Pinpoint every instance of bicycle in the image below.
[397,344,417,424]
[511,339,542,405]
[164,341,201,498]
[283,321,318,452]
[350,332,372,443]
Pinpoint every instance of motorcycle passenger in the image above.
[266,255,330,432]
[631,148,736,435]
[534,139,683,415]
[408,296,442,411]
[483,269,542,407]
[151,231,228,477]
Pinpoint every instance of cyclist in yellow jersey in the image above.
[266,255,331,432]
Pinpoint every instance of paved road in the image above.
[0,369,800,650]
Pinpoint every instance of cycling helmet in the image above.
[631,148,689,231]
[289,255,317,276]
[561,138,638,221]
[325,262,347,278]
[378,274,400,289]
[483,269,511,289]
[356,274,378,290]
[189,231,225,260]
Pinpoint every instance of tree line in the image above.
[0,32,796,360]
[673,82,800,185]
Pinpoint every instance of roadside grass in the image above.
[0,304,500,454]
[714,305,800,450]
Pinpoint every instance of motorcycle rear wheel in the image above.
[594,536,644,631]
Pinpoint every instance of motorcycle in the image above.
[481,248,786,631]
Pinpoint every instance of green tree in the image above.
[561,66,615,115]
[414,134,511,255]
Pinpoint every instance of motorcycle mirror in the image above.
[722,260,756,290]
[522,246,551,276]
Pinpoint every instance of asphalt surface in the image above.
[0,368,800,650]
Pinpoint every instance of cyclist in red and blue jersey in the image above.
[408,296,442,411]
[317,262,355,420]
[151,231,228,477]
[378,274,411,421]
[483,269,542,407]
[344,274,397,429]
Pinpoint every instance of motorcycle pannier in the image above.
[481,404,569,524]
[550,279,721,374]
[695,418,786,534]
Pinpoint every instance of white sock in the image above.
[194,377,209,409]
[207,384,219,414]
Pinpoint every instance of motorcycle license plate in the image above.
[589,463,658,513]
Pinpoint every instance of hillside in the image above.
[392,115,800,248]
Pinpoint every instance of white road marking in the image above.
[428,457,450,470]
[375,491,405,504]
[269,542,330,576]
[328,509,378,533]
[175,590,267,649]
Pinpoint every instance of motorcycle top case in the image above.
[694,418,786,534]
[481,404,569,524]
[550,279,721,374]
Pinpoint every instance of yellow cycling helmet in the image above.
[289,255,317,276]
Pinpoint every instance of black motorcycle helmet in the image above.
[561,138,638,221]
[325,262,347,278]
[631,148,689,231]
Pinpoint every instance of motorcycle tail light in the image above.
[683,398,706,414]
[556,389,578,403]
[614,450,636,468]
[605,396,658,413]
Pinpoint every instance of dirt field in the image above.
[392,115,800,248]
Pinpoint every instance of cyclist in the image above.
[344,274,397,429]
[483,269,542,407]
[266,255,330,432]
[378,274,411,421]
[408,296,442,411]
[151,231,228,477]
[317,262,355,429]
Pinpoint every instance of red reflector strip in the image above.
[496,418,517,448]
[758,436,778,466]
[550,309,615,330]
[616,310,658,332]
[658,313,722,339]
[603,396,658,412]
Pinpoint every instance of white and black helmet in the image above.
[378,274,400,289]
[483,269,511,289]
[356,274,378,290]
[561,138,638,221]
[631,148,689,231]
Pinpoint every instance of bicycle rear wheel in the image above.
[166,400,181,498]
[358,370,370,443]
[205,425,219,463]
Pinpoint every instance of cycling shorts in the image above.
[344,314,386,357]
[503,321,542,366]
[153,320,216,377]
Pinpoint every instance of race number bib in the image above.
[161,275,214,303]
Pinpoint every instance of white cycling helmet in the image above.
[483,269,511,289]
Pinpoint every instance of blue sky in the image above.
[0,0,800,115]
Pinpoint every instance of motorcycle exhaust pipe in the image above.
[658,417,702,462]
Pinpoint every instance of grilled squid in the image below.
·····
**Written task**
Copy each line above that contains the string "tree". Match case exactly.

**Solution for this problem**
Pinpoint every instance of tree line in the image above.
Pinpoint every instance of green tree in the image above.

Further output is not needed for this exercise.